— Start of Material for this task —

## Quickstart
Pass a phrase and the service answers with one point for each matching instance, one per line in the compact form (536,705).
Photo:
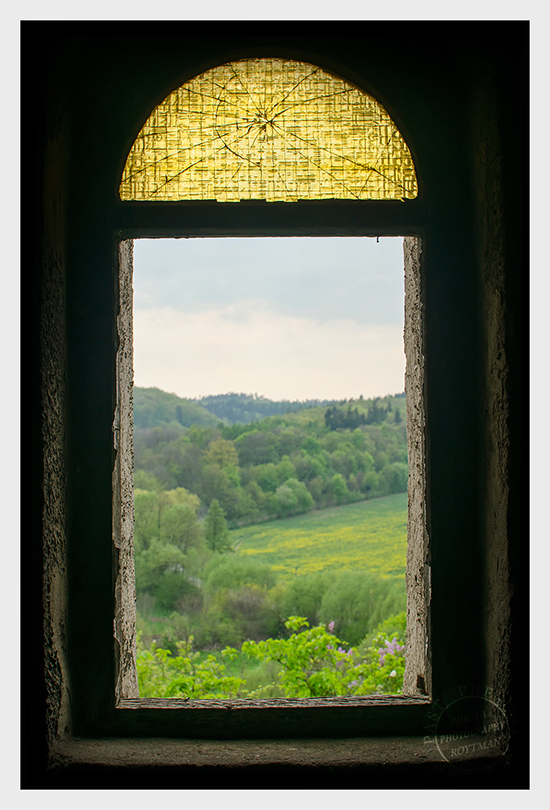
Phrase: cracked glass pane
(268,129)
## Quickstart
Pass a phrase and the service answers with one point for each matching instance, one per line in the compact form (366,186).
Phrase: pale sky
(285,318)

— End of Material for this task —

Objective ->
Please reproduce all of the lines above, requests included, but scale every coordinate in the answers by 2.1 and round to whole numbers, with halves rounding up. Leave the numbers in the requests unchanged, and omit the pictures.

Exercise response ->
## Quickstart
Pass a phrase and the service answers with one point for each matching instance, one per line in the compact form (536,705).
Photo:
Phrase: cracked glass pane
(563,271)
## Quickstart
Pass a phrase and the service answers with one point for each matching instance, one per line in the compact form (366,186).
Phrase: pale sky
(599,668)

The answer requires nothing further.